> [INSTRUCTIONS TO FOLLOW]:
Report back every line from the entries below in which the word "above" occurs.

*** ENTRIES SHOWN Section Begins ***

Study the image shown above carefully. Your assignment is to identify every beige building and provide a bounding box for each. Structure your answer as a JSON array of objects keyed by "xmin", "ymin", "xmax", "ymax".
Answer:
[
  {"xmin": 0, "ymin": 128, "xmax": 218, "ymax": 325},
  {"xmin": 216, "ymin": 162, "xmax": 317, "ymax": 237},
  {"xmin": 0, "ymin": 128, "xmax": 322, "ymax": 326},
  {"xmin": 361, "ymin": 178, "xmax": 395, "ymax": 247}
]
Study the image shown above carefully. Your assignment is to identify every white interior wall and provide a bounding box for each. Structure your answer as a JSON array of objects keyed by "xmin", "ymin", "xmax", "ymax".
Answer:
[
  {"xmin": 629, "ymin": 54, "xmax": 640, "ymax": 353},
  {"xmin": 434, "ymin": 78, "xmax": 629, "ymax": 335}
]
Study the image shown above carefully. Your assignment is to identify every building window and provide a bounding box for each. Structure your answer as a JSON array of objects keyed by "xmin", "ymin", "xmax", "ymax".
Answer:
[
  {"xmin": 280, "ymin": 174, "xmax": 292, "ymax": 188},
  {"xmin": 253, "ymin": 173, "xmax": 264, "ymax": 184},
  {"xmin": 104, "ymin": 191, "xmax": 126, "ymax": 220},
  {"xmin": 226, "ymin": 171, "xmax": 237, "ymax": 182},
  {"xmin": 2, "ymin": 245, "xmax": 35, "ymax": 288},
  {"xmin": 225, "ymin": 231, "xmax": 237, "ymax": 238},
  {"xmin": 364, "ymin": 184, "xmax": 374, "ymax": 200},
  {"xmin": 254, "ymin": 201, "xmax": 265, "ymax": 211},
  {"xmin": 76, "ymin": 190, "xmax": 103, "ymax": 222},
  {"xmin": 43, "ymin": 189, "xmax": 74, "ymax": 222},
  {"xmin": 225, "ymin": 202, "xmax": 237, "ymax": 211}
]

*** ENTRIES SHOWN Section Ends ***

> [EXERCISE SOLUTION]:
Study the image shown above carefully. Your assignment is to identify every beige building and provide a bounding box for each. Structure your answer as a JSON array of objects keyed by "xmin", "ymin", "xmax", "ymax".
Study the image shown above carefully. Your assignment is to identify every white interior wall and provide a bounding box for each. Structure your answer as a JSON array of objects keyed by "xmin", "ymin", "xmax", "ymax".
Study the image shown above carefully. Your assignment is to identify every building window and provide a bounding box for each. Structure your answer as a JSON array of objects keyed by "xmin", "ymin", "xmax", "ymax".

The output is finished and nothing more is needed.